## START Text extract

When Twitter goes public next month, it will sell its shares for between $17 and $20 apiece, the company announced Thursday. That implies that the company as a whole is worth around $11 billion, depending on how you calculate.
It sounds like a lot for a company that’s losing money. But it’s actually much lower than a lot of market-watchers expected, based on the company’s rapid growth and untapped potential. One early report predicted a share price of $28 to $30 and a valuation topping $15 billion. And some analysts have projected that the valuation could hit $20 billion once trading begins. What gives?
The short answer is that Twitter wants to avoid a public-relations debacle like the one that engulfed Facebook when it set an ambitious share price of $38 in its IPO last year only to see the bottom fall out in the days and weeks that followed. Within four months Facebook’s stock had dipped below $20, and its IPO was widely seen as a cautionary tale.

## END Text extract

**What the exercise asks:** Reproduce the passage on Twitter's IPO share price in full, word for word.

## START Material

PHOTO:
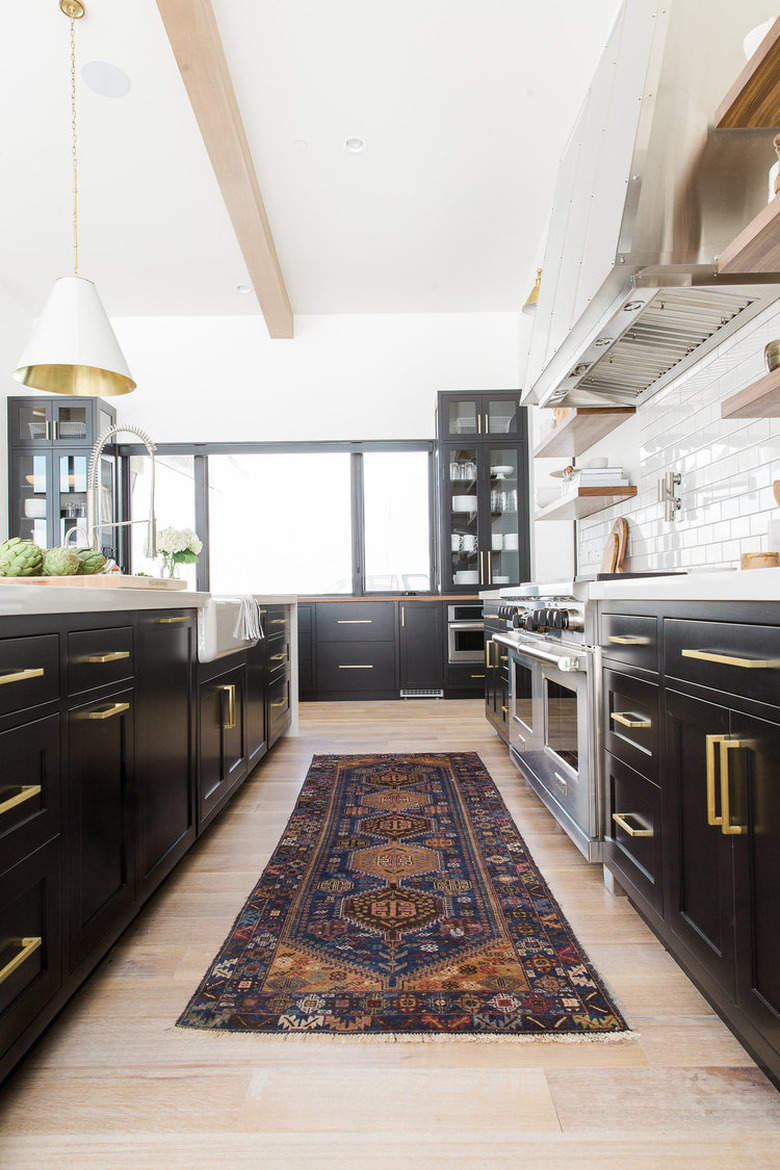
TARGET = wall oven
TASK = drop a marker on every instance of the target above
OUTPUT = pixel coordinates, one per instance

## END Material
## START Material

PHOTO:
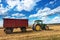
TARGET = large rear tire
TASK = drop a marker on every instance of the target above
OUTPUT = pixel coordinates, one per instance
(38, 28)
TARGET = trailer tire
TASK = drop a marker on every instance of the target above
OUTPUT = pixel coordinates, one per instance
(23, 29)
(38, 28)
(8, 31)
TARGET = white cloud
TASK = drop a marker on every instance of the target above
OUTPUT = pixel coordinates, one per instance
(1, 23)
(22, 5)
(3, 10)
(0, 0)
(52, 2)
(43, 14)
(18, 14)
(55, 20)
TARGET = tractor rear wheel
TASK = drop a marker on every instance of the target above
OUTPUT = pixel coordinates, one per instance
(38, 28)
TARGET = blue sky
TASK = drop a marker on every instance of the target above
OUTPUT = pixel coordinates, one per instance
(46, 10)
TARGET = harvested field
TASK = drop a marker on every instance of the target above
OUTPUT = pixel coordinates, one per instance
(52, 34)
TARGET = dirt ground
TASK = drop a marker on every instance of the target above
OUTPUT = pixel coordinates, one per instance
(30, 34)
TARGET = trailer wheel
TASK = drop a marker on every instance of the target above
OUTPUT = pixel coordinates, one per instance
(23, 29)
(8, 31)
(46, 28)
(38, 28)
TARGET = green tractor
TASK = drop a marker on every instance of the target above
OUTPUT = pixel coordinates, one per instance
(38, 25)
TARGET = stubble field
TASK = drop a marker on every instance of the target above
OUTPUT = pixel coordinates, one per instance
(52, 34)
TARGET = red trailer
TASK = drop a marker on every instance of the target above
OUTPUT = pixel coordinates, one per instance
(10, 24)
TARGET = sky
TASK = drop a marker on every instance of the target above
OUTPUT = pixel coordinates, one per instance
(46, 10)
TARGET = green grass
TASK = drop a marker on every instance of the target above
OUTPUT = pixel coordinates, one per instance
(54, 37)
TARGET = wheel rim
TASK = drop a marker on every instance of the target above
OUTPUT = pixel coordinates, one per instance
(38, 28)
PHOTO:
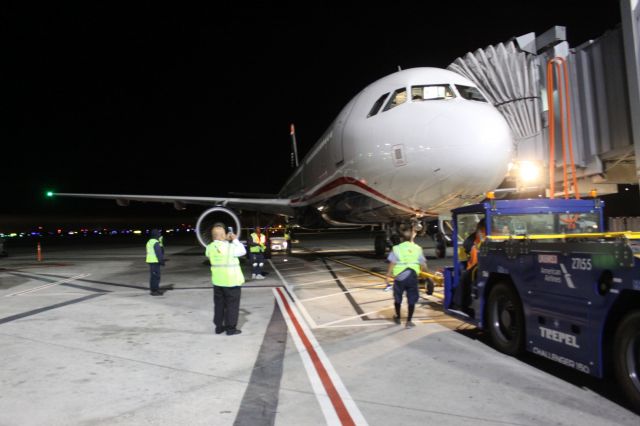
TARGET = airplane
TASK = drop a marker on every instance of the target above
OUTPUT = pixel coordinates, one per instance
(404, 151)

## END Material

**Exercise output:**
When Twitter goes public next month, it will sell its shares for between $17 and $20 apiece, the company announced Thursday. That implies that the company as a whole is worth around $11 billion, depending on how you calculate.
It sounds like a lot for a company that’s losing money. But it’s actually much lower than a lot of market-watchers expected, based on the company’s rapid growth and untapped potential. One early report predicted a share price of $28 to $30 and a valuation topping $15 billion. And some analysts have projected that the valuation could hit $20 billion once trading begins. What gives?
The short answer is that Twitter wants to avoid a public-relations debacle like the one that engulfed Facebook when it set an ambitious share price of $38 in its IPO last year only to see the bottom fall out in the days and weeks that followed. Within four months Facebook’s stock had dipped below $20, and its IPO was widely seen as a cautionary tale.